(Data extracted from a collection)
################
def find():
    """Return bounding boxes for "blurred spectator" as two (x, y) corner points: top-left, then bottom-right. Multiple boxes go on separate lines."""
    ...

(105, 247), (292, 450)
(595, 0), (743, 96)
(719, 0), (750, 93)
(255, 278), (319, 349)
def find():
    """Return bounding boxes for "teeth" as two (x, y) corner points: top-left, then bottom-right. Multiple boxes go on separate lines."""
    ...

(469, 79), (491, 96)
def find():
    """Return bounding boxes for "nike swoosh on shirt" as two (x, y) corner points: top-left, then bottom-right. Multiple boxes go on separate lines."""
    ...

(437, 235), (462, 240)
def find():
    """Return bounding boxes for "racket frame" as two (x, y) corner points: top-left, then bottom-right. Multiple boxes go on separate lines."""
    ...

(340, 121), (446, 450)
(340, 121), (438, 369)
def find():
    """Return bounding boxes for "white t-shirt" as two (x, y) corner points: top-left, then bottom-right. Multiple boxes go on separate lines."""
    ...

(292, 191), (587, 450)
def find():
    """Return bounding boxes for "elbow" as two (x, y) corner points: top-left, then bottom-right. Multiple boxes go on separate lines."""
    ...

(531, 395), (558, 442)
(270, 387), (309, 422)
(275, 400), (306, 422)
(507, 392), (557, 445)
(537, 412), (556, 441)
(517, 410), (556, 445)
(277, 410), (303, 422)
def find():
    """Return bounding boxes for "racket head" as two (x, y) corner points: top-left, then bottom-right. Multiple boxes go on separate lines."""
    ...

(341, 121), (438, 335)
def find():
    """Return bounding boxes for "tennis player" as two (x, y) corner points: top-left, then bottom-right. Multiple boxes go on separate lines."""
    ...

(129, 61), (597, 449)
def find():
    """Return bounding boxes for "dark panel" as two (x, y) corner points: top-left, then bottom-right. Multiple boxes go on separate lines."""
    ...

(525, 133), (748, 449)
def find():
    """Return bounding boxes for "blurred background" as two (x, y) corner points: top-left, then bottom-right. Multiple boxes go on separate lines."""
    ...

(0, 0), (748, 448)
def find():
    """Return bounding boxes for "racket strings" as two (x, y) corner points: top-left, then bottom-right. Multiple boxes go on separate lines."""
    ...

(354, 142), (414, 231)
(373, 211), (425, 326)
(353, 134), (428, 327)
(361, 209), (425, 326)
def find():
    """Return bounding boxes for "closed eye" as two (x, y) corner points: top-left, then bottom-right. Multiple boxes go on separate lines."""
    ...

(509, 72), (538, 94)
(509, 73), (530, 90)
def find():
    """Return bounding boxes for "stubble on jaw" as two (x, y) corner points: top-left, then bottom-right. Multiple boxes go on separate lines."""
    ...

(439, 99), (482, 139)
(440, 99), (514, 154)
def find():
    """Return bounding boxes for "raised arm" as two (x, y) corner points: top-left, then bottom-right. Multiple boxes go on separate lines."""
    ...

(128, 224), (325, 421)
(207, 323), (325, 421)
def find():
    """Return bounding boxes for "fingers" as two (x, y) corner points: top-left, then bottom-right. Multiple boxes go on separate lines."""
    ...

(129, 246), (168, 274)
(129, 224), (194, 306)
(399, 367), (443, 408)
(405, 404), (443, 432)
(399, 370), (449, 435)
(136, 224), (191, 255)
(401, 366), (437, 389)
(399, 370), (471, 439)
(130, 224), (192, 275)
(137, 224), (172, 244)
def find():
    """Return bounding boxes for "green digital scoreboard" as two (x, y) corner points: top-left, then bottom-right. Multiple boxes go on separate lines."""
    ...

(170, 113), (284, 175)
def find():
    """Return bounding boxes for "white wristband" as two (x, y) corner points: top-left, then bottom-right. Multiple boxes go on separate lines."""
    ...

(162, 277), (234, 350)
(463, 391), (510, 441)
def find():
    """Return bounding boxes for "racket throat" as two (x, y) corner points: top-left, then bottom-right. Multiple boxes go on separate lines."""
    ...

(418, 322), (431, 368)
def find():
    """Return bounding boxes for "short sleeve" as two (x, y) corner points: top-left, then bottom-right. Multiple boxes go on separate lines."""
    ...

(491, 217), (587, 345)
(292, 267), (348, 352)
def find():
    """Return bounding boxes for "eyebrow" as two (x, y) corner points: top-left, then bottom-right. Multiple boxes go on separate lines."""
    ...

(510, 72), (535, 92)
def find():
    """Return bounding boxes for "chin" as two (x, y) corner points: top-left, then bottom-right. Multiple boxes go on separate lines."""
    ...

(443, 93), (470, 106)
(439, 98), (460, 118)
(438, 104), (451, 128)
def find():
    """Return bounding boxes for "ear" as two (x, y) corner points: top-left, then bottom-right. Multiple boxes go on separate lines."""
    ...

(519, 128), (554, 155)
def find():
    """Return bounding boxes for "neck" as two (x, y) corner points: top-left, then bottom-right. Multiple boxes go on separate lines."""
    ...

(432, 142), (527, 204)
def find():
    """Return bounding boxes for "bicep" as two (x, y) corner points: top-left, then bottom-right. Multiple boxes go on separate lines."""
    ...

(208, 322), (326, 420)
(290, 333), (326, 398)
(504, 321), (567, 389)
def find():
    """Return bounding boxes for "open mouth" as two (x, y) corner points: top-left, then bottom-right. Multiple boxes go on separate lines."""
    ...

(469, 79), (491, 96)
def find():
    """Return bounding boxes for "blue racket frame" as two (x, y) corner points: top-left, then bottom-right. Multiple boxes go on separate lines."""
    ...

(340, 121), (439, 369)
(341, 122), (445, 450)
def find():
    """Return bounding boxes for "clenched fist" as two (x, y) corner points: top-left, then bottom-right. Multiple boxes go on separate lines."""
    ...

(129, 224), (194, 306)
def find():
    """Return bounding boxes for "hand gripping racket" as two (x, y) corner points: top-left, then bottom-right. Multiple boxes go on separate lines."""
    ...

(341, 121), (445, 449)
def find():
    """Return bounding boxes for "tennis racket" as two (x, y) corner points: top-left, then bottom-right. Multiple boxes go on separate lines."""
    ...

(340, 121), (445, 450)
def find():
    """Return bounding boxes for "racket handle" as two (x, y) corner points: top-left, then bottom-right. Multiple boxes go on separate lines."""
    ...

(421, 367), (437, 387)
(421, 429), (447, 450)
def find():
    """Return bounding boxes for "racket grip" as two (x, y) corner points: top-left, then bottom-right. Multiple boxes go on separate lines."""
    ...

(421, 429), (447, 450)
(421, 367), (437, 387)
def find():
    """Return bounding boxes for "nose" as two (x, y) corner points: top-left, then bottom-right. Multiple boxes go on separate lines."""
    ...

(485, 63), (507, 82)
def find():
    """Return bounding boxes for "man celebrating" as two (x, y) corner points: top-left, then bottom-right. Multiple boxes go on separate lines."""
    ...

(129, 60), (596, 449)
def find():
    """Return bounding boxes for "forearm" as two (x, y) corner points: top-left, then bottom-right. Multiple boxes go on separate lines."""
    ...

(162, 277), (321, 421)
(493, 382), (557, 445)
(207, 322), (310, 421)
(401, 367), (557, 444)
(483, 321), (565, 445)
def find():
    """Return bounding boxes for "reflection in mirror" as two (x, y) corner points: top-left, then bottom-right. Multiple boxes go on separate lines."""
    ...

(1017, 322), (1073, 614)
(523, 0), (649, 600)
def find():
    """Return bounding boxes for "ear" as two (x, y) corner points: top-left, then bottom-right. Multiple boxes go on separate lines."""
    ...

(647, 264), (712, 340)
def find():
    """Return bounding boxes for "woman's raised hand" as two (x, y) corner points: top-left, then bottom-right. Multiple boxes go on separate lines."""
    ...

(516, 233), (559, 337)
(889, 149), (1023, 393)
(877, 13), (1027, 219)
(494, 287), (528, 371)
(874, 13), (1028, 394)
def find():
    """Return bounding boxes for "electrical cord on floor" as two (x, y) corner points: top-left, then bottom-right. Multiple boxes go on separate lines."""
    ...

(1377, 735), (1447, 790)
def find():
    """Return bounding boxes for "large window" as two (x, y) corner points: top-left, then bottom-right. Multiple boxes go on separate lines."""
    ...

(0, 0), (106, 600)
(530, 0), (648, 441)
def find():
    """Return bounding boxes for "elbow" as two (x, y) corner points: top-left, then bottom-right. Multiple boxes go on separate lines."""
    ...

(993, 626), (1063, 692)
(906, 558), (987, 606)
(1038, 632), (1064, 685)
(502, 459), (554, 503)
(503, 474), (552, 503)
################
Work to complete:
Give the count of lines in the data above that hold the string "blurred", with no additional words.

Task response:
2